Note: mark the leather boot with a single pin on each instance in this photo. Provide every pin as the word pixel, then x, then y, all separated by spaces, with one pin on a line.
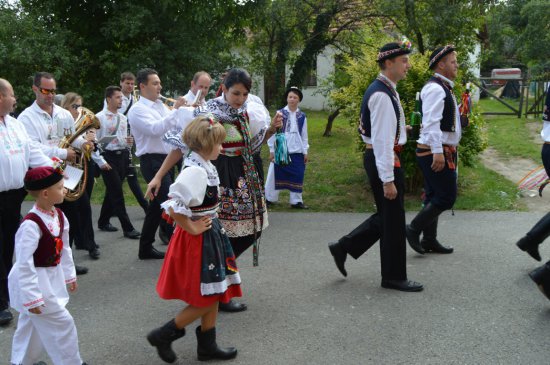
pixel 541 277
pixel 530 243
pixel 162 339
pixel 208 349
pixel 422 220
pixel 429 239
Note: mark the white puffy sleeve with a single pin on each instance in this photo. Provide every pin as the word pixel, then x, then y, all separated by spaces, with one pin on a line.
pixel 259 120
pixel 67 263
pixel 26 242
pixel 187 191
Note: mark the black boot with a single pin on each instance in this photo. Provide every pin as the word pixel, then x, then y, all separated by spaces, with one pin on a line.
pixel 429 239
pixel 208 349
pixel 422 220
pixel 541 276
pixel 162 339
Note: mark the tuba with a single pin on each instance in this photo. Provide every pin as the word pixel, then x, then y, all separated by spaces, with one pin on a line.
pixel 86 120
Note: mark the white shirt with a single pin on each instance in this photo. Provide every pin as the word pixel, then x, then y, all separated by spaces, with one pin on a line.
pixel 109 121
pixel 17 154
pixel 295 142
pixel 383 127
pixel 150 120
pixel 48 130
pixel 32 286
pixel 433 103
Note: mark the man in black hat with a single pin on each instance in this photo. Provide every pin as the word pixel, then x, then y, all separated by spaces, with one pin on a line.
pixel 436 150
pixel 382 127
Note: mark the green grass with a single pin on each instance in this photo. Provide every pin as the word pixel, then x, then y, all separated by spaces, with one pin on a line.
pixel 335 180
pixel 509 135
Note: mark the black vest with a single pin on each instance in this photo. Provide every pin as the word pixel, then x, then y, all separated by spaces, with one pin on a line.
pixel 365 122
pixel 448 121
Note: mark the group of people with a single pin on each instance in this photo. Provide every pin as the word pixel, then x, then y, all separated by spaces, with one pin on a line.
pixel 216 207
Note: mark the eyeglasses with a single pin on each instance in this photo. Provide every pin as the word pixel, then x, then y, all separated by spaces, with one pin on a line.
pixel 47 91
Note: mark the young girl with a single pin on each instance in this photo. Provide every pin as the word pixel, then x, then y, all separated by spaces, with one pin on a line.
pixel 290 177
pixel 42 270
pixel 199 267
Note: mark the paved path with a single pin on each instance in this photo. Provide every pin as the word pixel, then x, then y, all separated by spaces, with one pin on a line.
pixel 478 306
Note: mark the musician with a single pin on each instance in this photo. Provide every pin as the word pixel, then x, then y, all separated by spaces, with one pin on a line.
pixel 382 128
pixel 201 82
pixel 436 151
pixel 127 82
pixel 17 154
pixel 116 153
pixel 47 124
pixel 150 119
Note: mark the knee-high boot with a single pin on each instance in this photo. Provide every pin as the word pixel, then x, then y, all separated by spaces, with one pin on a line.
pixel 162 339
pixel 429 239
pixel 541 276
pixel 208 349
pixel 531 241
pixel 422 220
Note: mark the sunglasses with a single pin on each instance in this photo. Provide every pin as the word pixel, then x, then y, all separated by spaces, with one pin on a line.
pixel 47 91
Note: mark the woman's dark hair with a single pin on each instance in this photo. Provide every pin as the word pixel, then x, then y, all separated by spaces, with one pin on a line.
pixel 238 76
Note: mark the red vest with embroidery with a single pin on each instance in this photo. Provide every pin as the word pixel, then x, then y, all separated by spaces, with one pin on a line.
pixel 48 252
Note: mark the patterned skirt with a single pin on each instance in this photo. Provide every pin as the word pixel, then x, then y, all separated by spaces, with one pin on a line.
pixel 242 208
pixel 200 270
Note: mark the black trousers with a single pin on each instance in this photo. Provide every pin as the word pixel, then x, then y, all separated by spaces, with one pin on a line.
pixel 113 202
pixel 79 215
pixel 440 187
pixel 150 164
pixel 10 216
pixel 386 225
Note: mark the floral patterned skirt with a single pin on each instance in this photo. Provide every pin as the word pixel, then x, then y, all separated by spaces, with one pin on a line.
pixel 242 208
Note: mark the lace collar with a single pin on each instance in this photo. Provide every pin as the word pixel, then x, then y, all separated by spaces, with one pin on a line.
pixel 194 159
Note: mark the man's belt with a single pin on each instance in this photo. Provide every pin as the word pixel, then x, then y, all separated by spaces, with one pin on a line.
pixel 448 151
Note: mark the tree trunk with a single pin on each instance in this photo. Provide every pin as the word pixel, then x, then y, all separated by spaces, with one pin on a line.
pixel 331 117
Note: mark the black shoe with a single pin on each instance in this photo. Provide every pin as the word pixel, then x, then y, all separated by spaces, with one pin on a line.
pixel 133 234
pixel 339 256
pixel 81 270
pixel 434 246
pixel 108 228
pixel 208 349
pixel 151 254
pixel 402 285
pixel 525 244
pixel 94 253
pixel 162 339
pixel 413 237
pixel 5 317
pixel 163 237
pixel 232 307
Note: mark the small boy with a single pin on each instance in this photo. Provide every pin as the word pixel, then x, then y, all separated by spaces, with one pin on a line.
pixel 43 268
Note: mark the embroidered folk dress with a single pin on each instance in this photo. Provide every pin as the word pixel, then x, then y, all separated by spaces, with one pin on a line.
pixel 201 269
pixel 32 286
pixel 242 199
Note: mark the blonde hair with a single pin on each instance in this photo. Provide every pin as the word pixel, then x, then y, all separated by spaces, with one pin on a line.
pixel 203 134
pixel 69 99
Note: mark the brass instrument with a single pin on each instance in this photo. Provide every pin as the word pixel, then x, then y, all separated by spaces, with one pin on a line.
pixel 86 120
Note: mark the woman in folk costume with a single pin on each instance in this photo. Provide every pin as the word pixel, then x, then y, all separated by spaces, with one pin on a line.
pixel 242 209
pixel 289 176
pixel 199 267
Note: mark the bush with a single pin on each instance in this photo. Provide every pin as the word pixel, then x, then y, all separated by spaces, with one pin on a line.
pixel 363 71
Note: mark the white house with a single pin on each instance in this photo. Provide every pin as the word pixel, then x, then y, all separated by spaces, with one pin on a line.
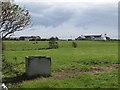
pixel 92 37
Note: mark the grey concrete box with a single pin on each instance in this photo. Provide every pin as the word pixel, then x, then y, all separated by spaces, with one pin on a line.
pixel 38 65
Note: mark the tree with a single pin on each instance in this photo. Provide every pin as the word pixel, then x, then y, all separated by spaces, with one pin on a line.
pixel 12 18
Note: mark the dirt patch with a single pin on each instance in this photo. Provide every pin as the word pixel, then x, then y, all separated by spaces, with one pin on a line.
pixel 63 73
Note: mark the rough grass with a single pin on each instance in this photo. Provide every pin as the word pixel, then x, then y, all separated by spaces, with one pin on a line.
pixel 88 54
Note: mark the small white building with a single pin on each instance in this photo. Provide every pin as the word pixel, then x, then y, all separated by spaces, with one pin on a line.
pixel 92 37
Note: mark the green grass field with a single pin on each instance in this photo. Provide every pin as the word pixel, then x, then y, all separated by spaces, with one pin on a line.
pixel 93 64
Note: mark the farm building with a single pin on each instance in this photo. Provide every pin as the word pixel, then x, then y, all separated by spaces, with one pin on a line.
pixel 28 38
pixel 92 37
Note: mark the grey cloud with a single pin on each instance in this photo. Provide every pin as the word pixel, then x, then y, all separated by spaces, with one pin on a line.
pixel 98 16
pixel 53 17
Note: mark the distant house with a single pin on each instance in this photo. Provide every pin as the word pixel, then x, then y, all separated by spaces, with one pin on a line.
pixel 28 38
pixel 92 37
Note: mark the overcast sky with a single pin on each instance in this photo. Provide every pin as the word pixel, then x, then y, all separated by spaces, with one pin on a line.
pixel 71 18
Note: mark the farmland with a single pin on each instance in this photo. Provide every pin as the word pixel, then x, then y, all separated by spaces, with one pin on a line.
pixel 92 64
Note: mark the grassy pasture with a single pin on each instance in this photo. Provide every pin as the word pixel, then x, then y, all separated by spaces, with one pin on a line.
pixel 93 64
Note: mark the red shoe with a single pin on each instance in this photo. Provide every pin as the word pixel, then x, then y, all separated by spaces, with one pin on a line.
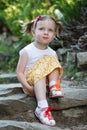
pixel 55 90
pixel 45 116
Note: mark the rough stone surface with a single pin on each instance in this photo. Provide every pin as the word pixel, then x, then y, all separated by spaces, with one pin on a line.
pixel 17 109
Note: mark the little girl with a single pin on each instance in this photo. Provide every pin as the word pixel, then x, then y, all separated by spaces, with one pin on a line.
pixel 38 65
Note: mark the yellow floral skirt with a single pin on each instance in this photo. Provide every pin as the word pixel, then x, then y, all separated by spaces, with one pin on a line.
pixel 42 68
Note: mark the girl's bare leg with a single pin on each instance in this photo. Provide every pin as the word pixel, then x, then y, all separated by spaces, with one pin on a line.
pixel 55 90
pixel 40 89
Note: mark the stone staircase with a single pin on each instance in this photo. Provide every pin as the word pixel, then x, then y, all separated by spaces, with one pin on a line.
pixel 17 109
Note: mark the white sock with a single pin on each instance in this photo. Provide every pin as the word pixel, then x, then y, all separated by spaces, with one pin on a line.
pixel 42 103
pixel 51 83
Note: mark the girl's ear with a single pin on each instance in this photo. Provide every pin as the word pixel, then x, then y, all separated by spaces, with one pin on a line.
pixel 33 32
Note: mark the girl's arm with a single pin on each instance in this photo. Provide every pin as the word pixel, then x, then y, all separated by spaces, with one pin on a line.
pixel 20 71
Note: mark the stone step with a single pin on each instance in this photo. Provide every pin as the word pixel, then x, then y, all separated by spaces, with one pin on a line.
pixel 8 78
pixel 23 125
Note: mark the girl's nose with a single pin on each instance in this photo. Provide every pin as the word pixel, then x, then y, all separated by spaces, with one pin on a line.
pixel 46 31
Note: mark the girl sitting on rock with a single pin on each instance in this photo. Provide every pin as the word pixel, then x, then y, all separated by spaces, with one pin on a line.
pixel 38 65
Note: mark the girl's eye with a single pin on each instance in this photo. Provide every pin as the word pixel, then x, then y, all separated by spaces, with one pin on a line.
pixel 51 30
pixel 41 28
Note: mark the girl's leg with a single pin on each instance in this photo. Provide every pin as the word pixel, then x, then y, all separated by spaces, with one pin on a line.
pixel 42 104
pixel 54 86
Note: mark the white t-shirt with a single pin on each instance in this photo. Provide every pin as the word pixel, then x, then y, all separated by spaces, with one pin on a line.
pixel 34 54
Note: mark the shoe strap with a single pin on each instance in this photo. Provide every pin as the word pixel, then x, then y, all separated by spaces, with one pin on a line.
pixel 56 86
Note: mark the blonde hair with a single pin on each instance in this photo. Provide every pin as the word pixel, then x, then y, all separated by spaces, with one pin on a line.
pixel 26 28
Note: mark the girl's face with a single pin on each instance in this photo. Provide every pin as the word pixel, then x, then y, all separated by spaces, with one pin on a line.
pixel 44 32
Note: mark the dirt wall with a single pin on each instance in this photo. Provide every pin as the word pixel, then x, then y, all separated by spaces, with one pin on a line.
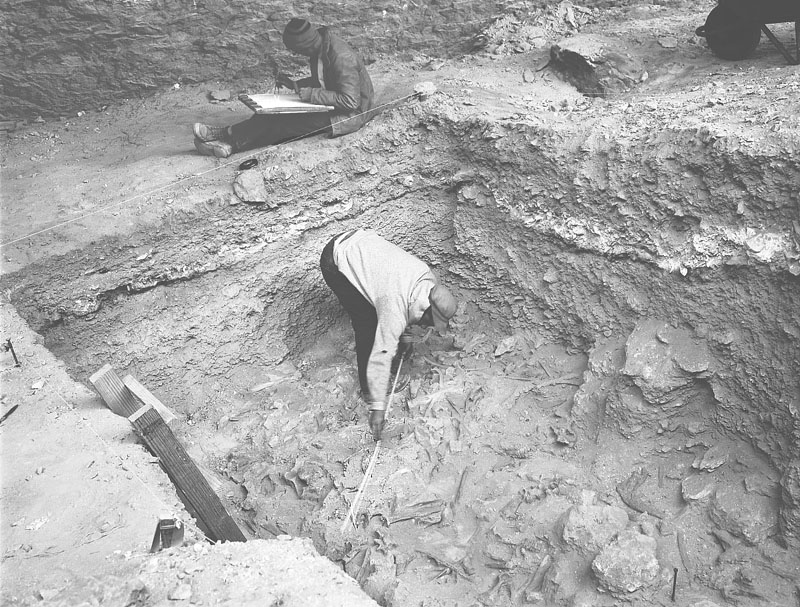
pixel 603 226
pixel 63 57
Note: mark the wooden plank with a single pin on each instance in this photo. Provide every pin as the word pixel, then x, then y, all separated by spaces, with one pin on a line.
pixel 173 457
pixel 147 397
pixel 185 474
pixel 110 390
pixel 273 103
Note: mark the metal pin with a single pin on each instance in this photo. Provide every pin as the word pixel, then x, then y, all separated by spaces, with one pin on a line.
pixel 674 581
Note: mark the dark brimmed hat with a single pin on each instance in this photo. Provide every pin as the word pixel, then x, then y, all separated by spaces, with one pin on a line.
pixel 443 306
pixel 300 34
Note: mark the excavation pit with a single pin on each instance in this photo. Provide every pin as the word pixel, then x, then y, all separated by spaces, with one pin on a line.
pixel 618 395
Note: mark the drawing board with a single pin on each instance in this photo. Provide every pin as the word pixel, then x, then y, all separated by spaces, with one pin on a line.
pixel 274 103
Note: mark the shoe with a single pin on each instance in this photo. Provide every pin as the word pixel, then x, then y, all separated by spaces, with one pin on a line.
pixel 402 382
pixel 220 149
pixel 206 132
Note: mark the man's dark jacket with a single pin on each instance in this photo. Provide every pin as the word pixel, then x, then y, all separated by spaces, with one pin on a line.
pixel 348 87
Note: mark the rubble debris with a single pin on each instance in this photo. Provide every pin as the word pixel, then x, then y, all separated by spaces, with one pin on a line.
pixel 590 526
pixel 712 459
pixel 596 65
pixel 628 563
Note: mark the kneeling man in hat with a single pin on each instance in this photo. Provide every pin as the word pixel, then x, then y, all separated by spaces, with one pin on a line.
pixel 384 289
pixel 338 78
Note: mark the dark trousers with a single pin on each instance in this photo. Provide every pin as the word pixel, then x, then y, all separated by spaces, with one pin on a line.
pixel 362 314
pixel 268 129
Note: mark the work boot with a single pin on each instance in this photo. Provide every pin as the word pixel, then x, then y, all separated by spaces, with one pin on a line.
pixel 402 382
pixel 206 132
pixel 220 149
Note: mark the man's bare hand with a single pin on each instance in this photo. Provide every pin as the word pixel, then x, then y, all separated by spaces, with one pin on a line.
pixel 286 82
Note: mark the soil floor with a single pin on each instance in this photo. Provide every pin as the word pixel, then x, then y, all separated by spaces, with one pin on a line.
pixel 478 467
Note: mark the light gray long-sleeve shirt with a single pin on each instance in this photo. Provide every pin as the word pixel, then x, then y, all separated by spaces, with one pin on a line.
pixel 397 283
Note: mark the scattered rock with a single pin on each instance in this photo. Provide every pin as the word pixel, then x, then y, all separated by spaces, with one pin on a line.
pixel 747 516
pixel 590 527
pixel 628 563
pixel 249 187
pixel 220 95
pixel 712 459
pixel 668 41
pixel 423 90
pixel 697 488
pixel 180 592
pixel 662 360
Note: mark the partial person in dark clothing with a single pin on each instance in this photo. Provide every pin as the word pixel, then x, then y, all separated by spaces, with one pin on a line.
pixel 385 290
pixel 338 78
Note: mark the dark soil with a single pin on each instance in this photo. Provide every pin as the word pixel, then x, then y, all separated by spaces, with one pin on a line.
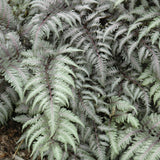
pixel 9 135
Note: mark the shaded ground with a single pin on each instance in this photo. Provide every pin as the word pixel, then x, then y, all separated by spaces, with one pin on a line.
pixel 9 135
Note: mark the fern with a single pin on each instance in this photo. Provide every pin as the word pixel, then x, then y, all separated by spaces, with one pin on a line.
pixel 82 77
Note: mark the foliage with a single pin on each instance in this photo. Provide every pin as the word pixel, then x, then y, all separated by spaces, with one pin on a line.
pixel 82 77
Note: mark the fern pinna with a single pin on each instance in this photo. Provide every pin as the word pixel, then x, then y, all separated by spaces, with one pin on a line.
pixel 82 77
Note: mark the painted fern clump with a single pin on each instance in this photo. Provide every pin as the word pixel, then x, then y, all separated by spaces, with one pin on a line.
pixel 82 77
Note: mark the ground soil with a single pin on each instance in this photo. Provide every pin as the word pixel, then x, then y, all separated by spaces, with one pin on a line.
pixel 9 135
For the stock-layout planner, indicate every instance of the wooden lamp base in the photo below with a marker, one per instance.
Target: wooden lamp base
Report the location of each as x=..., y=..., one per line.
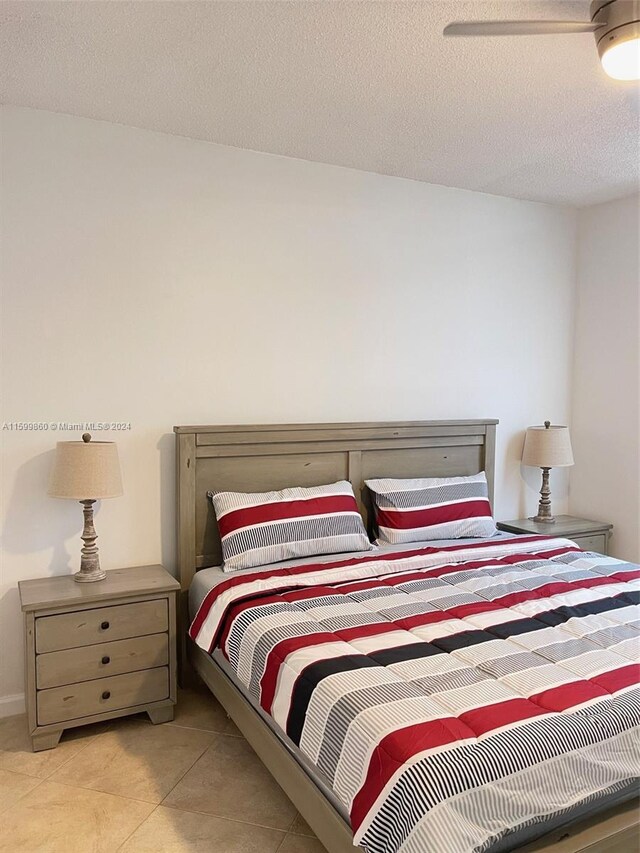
========
→ DIRECTIONS FOR THIS TASK
Scan the listing above. Gather each line that contains the word "base".

→ RESULT OF THE TASK
For the stock-layout planner, indicate every instance of the wooden lamp base in the photo below with a marker, one per instance.
Target: wooden lamp base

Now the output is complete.